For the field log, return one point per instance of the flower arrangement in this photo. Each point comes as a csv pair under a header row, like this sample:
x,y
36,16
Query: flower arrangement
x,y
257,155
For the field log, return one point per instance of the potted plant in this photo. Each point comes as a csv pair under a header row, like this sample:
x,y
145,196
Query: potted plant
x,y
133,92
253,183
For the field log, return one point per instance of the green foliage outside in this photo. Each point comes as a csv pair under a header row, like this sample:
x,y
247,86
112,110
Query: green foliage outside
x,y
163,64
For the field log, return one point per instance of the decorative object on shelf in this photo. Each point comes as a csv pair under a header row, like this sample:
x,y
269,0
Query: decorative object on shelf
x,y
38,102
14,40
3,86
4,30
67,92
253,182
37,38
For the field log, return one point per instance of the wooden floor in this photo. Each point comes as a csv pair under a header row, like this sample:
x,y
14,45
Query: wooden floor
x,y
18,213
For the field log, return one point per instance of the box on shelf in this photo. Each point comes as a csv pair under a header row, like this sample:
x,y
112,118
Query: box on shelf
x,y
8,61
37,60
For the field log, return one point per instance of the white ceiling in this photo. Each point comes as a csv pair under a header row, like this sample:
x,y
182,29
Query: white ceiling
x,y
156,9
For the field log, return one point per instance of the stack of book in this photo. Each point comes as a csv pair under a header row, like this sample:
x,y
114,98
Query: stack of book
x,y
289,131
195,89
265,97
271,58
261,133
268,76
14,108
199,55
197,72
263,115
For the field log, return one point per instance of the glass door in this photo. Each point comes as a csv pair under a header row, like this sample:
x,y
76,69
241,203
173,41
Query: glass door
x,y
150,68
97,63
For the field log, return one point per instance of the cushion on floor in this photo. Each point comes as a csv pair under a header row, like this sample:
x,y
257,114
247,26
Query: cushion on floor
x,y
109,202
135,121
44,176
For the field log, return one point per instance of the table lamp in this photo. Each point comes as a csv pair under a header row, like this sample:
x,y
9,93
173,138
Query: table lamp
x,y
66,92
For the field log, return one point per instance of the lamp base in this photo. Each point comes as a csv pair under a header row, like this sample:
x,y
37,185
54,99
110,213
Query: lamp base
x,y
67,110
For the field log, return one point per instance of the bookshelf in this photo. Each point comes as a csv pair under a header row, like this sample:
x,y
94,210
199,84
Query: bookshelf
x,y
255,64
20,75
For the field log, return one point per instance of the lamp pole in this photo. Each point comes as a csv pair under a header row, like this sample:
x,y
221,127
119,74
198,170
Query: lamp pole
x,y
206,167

Task directions:
Reproduce every line of the data from the line containing "the lamp base" through the end of the data, offsetting each answer coordinate by adding 141 to it. Leave the sample coordinates unchanged.

Exercise solution:
For the field log, return one point per instance of the lamp base in this photo. Each point comes as a csv pair under a header row, like this sample:
x,y
37,185
54,99
110,213
Query: lamp base
x,y
208,251
For the field log, return one point per instance of the bookshelf in this photo. Each point comes as a csv pair under a header row, like this sample:
x,y
94,210
199,84
Query: bookshelf
x,y
396,205
161,216
For the field log, return one point per instance of the lamp pole in this photo. Each point comes as a csv pair under a header row, like this sample:
x,y
221,127
119,74
198,170
Query: lamp pole
x,y
347,308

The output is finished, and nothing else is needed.